Can you recast the lines from the one containing "query (the phrase naming what to segment): dark" through the last line below, both ends included, as a numbered list with blank lines left out?

(EXTRACTED DATA)
○ ○ ○ ○ ○ ○ ○
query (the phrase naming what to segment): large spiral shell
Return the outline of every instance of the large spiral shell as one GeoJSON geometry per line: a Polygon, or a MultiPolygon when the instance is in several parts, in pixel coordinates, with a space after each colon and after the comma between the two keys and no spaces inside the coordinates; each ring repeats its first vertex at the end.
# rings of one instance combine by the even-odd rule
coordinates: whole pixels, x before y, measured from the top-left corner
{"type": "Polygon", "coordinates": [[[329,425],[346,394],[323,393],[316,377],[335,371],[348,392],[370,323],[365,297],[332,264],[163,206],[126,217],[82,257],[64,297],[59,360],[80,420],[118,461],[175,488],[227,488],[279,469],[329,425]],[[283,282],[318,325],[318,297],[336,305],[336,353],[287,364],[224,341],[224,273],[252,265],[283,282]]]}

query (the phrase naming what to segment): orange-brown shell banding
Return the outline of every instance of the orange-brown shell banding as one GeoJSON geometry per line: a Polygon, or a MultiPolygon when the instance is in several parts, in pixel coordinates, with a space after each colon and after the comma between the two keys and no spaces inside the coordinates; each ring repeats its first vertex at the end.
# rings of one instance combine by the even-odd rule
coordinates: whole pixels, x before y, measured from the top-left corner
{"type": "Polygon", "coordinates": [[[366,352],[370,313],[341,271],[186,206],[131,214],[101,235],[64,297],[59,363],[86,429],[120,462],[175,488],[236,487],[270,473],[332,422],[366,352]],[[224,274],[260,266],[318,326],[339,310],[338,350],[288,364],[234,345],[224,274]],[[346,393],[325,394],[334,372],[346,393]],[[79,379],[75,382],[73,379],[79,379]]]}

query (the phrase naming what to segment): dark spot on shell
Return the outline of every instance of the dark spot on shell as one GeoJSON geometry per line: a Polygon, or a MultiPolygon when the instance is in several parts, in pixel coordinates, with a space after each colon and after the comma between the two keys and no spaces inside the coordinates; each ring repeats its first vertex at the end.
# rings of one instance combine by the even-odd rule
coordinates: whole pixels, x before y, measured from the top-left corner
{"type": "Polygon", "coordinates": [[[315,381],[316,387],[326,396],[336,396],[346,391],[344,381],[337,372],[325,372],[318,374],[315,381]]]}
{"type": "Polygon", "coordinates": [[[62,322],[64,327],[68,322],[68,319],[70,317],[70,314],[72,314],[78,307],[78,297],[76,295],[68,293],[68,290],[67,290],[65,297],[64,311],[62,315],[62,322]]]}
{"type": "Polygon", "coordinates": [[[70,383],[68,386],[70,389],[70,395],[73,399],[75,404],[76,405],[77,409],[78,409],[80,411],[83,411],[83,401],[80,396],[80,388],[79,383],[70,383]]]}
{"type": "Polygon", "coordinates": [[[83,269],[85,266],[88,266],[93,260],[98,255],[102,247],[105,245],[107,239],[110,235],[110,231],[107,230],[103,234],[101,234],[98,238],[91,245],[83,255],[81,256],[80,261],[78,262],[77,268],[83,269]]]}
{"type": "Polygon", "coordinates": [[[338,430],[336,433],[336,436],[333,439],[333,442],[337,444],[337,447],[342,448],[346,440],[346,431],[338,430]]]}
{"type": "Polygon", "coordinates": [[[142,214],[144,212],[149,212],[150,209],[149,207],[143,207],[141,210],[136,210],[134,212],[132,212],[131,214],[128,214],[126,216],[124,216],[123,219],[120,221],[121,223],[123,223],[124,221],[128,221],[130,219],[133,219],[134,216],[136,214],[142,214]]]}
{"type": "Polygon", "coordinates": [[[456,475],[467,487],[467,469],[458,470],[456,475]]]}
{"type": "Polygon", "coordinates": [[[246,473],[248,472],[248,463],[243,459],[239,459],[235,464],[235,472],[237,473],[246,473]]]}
○ ○ ○ ○ ○ ○ ○
(TASK OUTPUT)
1. query (the phrase naming what to segment): dark spot on shell
2. Return the outline of every instance of the dark spot on shell as one GeoJSON geometry per line: a Polygon, or a MultiPolygon when the instance is in several parts, in pixel coordinates, with a space after each colon and after the comma between the two keys and no spaces inside the coordinates; each ring repeats its first vertex at the end.
3. # rings of one instance combine by the even-odd rule
4. coordinates: whole pixels, x before y, measured from the top-left corner
5. {"type": "Polygon", "coordinates": [[[315,381],[316,387],[326,396],[336,396],[346,391],[344,381],[337,372],[325,372],[318,374],[315,381]]]}
6. {"type": "Polygon", "coordinates": [[[62,322],[64,327],[68,322],[68,319],[70,317],[70,314],[72,314],[78,307],[78,297],[76,295],[68,293],[68,290],[67,290],[65,297],[64,311],[62,315],[62,322]]]}
7. {"type": "Polygon", "coordinates": [[[70,383],[68,386],[70,389],[70,395],[73,399],[75,404],[76,405],[77,409],[78,409],[80,411],[83,411],[83,401],[80,396],[80,388],[79,383],[70,383]]]}
8. {"type": "Polygon", "coordinates": [[[83,269],[85,266],[88,266],[93,260],[98,255],[102,247],[105,245],[107,239],[110,235],[110,231],[107,230],[103,234],[101,234],[98,238],[91,245],[83,255],[81,256],[80,261],[78,262],[77,268],[83,269]]]}
9. {"type": "Polygon", "coordinates": [[[338,430],[336,433],[336,436],[333,439],[333,442],[337,444],[337,447],[342,448],[346,440],[346,431],[338,430]]]}
10. {"type": "Polygon", "coordinates": [[[142,214],[144,212],[149,212],[150,209],[149,207],[143,207],[141,210],[136,210],[134,212],[132,212],[131,214],[128,214],[126,216],[124,216],[123,219],[120,221],[121,223],[123,223],[124,221],[128,221],[130,219],[133,219],[134,216],[136,214],[142,214]]]}
11. {"type": "Polygon", "coordinates": [[[456,475],[467,487],[467,469],[458,470],[456,475]]]}
12. {"type": "Polygon", "coordinates": [[[246,473],[248,472],[248,463],[243,459],[239,459],[235,464],[235,472],[237,473],[246,473]]]}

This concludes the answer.